▸ **Seu objetivo**
Por favor, reescreva as linhas que vão da que contém "Each instance of the grey" até o fim dos registros, incluindo os pedidos, e some 109 a cada coordenada das respostas.

(Itens de anotação de regiões)
+---+

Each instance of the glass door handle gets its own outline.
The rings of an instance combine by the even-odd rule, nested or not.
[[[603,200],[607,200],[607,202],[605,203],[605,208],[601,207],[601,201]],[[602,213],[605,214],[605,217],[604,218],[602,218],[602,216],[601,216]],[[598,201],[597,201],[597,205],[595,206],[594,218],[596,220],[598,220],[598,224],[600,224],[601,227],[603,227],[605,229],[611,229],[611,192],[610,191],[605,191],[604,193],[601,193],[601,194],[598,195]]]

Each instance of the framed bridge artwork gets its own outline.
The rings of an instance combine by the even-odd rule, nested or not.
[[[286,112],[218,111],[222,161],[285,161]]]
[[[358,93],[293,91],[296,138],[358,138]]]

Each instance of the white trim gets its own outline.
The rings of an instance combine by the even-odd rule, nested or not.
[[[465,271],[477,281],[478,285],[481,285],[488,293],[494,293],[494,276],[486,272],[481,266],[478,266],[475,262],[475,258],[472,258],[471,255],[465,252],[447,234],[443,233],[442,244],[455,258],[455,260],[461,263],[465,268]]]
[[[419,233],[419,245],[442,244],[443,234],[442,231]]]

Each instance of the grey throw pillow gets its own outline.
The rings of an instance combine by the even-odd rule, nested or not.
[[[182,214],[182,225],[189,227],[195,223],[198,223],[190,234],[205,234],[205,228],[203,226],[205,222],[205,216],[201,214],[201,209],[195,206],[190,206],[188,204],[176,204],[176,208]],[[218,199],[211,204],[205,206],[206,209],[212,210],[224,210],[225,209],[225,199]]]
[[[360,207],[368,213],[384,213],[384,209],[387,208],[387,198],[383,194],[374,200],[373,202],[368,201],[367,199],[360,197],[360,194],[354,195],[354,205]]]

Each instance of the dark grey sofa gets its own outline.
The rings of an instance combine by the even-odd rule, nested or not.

+---+

▸ **Resultado do exercício**
Each instance of the grey throw pillow gets its own outline.
The rings of an instance combine by the even-odd rule, nested or not.
[[[291,323],[291,334],[298,336],[304,332],[307,332],[299,343],[314,343],[314,337],[312,335],[314,331],[314,325],[310,323],[310,318],[304,315],[299,315],[297,313],[285,313],[285,317]],[[327,308],[320,313],[314,315],[315,318],[321,319],[333,319],[334,318],[334,308]]]
[[[469,316],[477,322],[493,322],[493,318],[496,317],[496,307],[492,303],[483,309],[482,311],[477,310],[476,308],[469,306],[469,303],[463,304],[463,314]]]

Each instance of the dark grey sofa gets its own outline.
The rings of an instance combine by the even-odd rule, nested or not.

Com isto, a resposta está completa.